> Given instruction A
Please reproduce the entire passage on revisiting classification, word for word.

I recommend you read the previous posts in this series before continuing you continue reading because each post builds upon the previously explained principles. Series homepage.

Revisiting classification

Recall from the previous post that classification is discrete regression. The target $y^{(i)}$ can take on values from a discrete and finite set. In binary classification we only considered sets of size $2$, but classification can be extended beyond that. Let’s look at the complete picture where $y^{(i)} \in {0, 1, \ldots K}$.

The model we build for logistic regression could be intuitively understood by looking at the decision boundary. By forcing the model to predict values as distant from the decision boundary as possible through the logistic loss function, we were able to build theoretically very stable models. The model outputted probabilities for each instance belonging to the positive class.

> Given instruction B
How many lines in the records contain the word "camper"? Reply with the number only.

> Dataset records

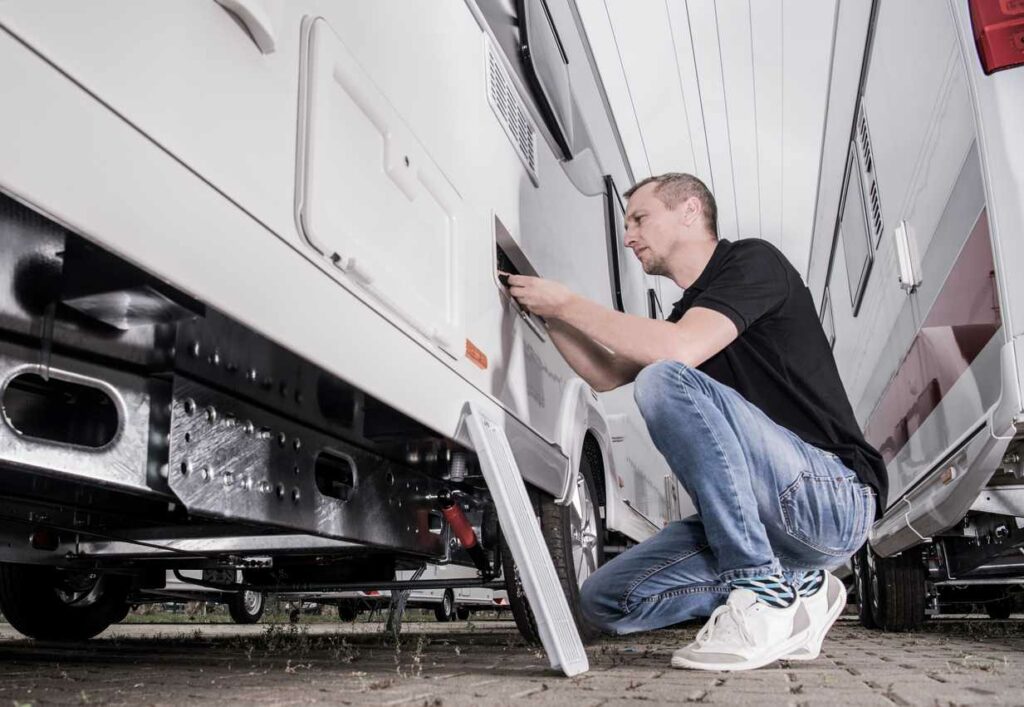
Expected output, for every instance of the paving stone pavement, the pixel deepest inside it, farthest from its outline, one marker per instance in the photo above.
(950, 662)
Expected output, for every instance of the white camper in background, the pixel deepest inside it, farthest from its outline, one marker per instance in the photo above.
(919, 233)
(249, 254)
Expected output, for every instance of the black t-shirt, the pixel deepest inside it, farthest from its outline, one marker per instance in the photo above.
(781, 362)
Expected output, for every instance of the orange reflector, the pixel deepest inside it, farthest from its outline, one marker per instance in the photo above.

> Worked solution A
I recommend you read the previous posts in this series before continuing you continue reading because each post builds upon the previously explained principles. Series homepage.

Revisiting classification

Recall from the previous post that classification is discrete regression. The target $y^{(i)}$ can take on values from a discrete and finite set. In binary classification we only considered sets of size $2$, but classification can be extended beyond that. Let’s look at the complete picture where $y^{(i)} \in {0, 1, \ldots K}$.

The model we build for logistic regression could be intuitively understood by looking at the decision boundary. By forcing the model to predict values as distant from the decision boundary as possible through the logistic loss function, we were able to build theoretically very stable models. The model outputted probabilities for each instance belonging to the positive class.

> Worked solution B
1